• [TASK DESCRIPTION]
Update the climate summit report from "Brazil’s president: Submitting" to "down in July.", inclusive, by changing "International Court of Justice" to "world court", and write out that whole stretch.

• [DOCUMENT TEXT]

** Start **

UN Secretary-General: COP30 must deliver global response plan
UN Secretary-General António Guterres urged world leaders to deliver climate plans that go “much further, much faster” as he kicked off today’s climate summit at UN headquarters.
Hinting at an expected shortfall in the ambition needed to reduce emissions in line with the Paris Agreement 1.5C temperature limit, he said November’s COP30 must end with a “credible global response plan” to get world efforts back on track.
Guterres, who convened the gathering, outlined five areas for priority action, putting energy at the top. Despite clean energy’s competitiveness, fossil fuels still dominate, he said, calling on countries to “supercharge” the energy transition by investing in grids and storage, lowering investment costs for developing countries and shifting subsidies away from fossil fuels.
“Drastic cuts” in methane emissions are essential and can be achieved quickly and cheaply, Guterres added. A potent gas with a shorter lifespan than carbon dioxide, methane is widely considered a low-hanging fruit to slow global warming.
The International Energy Agency reckons around 40% of methane emissions from fossil fuels could be cut at no net cost. That’s because interventions like identifying and repairing leaky infrastructure cost less than the market value of the additional gas fossil fuel operators would be able to capture and sell, the watchdog said.
The UN chief then highlighted the need to end the destruction of forests, which he described as “nature’s greatest carbon sinks”. At COP28 two years ago, countries committed to ending and reversing deforestation by 2030. Guterres said that could deliver a fifth of the needed emission reductions by the end of this decade. At the moment, that goal remains way off track as forest loss keeps rising.
Guterres also called for governments to urgently deploy new technologies that can cut emissions from steel and cement production, as well as heavy transport. Those sectors are generally considered harder to decarbonise because they require substantial amounts of energy, and efforts to make them greener rely on less mature, or more expensive, solutions like hydrogen or alternative fuels.
Finally, Guterres made an appeal for climate justice. The finance gaps preventing investment in climate resilience across the developing world should be plugged, he said. That means reforming the international financial architecture, offering “effective” debt relief, raising contributions to the loss and damage fund, and boosting adaptation finance.
Brazil’s president: Submitting NDCs is “not an option”
Opening the summit together with the UN chief, President Luiz Inácio Lula da Silva urged countries to submit their new climate plans (Nationally Determined Contributions – NDCs) before COP30, which is happening in the Brazilian state of Pará this November.
“The submissions of NDCs is not an option. As it was made clear by the International Court of Justice, it is an obligation,” he said referring to its advisory opinion on climate change and human rights handed down in July.
He added that only by having all countries respect their commitments and submit their NDCs, will the world know where it stands in the battle against climate change. No one is safe from the effects of it, he said, not even the countries that are part of what he called “multilateral denialism”.
As he spoke, only 47 countries had presented their plans.
Brazil was the second country to present its NDC, last November. It aims to reduce emissions of all greenhouse gases by between 59% and 67% across all sectors of the economy and end deforestation by 2030.

** End **

• [PROVIDED INFORMATION]
** Start **

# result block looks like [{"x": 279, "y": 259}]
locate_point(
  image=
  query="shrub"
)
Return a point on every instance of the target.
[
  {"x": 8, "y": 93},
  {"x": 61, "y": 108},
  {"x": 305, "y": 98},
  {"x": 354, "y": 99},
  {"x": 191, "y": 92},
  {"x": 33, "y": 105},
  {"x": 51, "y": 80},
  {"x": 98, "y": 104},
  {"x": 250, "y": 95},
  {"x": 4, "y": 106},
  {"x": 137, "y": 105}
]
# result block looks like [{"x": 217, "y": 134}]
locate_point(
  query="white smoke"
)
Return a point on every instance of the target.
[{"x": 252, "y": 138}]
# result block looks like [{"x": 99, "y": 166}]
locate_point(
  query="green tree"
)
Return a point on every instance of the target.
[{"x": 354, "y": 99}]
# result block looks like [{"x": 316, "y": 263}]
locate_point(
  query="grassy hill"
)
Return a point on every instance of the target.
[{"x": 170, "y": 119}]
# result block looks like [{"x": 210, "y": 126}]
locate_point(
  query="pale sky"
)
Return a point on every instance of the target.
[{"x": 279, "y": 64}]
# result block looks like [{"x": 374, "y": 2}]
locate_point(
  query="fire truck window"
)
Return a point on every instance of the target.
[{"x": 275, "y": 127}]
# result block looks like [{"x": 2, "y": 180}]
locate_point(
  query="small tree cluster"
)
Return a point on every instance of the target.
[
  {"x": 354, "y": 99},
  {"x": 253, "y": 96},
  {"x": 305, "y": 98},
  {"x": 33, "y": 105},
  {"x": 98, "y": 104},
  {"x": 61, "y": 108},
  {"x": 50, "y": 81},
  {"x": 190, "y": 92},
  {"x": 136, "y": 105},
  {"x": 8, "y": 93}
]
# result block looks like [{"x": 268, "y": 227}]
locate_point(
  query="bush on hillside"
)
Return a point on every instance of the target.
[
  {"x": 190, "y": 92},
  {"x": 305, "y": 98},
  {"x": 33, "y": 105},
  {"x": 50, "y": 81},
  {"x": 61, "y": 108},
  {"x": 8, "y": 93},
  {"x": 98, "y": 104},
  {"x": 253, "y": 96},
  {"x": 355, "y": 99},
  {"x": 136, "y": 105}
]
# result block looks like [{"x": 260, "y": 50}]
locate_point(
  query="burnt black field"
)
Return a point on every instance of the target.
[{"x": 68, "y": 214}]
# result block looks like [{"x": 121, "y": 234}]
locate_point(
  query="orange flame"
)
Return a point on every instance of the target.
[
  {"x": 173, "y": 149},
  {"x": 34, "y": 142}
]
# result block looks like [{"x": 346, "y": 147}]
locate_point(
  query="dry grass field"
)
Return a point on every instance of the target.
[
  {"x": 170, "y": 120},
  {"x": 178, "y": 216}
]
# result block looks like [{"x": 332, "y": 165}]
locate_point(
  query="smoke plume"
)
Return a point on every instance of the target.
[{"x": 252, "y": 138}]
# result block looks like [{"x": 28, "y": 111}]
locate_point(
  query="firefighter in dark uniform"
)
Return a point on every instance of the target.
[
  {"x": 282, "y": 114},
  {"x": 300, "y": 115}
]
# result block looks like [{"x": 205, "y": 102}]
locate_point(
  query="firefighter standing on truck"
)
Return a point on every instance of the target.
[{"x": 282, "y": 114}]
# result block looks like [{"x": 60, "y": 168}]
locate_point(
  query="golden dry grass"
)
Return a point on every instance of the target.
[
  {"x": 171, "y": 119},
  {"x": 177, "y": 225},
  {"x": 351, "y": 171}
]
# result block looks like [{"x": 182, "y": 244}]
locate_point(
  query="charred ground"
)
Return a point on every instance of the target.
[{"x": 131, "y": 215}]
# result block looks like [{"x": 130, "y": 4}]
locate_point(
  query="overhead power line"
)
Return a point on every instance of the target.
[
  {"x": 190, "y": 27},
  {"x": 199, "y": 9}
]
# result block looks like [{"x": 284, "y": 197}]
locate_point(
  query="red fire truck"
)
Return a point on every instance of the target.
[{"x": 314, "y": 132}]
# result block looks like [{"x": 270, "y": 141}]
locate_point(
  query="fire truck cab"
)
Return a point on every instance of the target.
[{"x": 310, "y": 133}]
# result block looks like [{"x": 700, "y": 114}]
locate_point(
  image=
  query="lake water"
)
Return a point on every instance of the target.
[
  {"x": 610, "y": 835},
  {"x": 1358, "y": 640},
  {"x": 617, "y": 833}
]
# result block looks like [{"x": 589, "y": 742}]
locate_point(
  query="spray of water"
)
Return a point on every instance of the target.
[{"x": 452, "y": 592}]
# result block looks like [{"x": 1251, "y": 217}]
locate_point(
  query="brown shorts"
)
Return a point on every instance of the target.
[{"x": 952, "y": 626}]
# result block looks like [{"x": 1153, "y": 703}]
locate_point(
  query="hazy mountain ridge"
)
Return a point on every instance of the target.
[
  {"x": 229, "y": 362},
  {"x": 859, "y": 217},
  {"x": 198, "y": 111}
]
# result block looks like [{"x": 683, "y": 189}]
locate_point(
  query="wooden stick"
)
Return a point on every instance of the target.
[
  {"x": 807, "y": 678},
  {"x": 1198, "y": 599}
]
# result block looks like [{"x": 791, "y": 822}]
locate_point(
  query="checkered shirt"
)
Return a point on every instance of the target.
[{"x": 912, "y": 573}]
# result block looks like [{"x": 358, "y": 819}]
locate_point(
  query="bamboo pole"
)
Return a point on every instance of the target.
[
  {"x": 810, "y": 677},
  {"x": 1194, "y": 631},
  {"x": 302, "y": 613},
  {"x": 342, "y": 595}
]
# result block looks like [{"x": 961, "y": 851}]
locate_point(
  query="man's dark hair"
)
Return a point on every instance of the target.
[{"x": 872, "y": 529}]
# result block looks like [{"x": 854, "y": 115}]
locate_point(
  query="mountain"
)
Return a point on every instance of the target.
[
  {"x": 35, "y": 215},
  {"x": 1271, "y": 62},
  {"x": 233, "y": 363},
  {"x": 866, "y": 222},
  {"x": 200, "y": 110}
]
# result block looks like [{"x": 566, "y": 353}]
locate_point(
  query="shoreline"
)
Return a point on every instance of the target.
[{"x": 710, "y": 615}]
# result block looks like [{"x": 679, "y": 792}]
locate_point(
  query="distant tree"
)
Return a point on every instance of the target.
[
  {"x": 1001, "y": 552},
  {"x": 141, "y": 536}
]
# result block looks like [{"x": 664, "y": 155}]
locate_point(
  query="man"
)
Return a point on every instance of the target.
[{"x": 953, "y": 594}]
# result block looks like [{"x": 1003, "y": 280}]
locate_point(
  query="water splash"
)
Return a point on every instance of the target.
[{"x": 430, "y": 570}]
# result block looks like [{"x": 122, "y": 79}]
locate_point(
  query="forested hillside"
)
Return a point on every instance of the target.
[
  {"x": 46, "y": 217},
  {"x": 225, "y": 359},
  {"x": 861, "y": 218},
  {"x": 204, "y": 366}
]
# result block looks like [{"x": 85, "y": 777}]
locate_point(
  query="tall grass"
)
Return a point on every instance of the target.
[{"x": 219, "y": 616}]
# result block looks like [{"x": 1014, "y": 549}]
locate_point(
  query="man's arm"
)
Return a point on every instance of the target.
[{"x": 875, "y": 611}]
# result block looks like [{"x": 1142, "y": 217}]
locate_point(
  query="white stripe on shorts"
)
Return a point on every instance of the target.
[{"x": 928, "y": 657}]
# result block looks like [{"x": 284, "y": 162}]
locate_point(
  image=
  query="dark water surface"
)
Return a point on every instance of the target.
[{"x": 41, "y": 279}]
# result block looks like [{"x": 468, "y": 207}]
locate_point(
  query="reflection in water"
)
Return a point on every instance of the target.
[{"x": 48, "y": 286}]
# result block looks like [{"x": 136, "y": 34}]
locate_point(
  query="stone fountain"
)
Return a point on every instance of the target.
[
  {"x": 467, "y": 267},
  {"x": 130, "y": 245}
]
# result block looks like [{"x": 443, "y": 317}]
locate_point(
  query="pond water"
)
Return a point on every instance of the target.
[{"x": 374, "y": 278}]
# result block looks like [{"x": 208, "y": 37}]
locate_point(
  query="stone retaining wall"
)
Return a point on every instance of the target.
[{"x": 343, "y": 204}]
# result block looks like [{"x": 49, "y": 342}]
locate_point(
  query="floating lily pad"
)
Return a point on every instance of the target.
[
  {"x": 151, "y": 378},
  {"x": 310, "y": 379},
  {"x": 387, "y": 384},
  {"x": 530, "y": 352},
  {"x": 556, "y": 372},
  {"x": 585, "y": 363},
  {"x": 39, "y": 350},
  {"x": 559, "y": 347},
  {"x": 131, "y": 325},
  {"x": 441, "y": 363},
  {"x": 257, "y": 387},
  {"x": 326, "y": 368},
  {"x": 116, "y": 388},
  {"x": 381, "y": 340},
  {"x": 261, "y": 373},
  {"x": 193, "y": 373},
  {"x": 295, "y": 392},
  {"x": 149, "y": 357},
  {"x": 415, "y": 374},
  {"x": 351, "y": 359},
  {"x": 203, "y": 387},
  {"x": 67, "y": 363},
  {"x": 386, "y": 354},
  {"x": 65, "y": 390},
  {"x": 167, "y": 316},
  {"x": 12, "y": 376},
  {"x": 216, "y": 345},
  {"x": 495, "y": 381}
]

** End **

• [CORRECT ANSWER]
Brazil’s president: Submitting NDCs is “not an option”
Opening the summit together with the UN chief, President Luiz Inácio Lula da Silva urged countries to submit their new climate plans (Nationally Determined Contributions – NDCs) before COP30, which is happening in the Brazilian state of Pará this November.
“The submissions of NDCs is not an option. As it was made clear by the world court, it is an obligation,” he said referring to its advisory opinion on climate change and human rights handed down in July.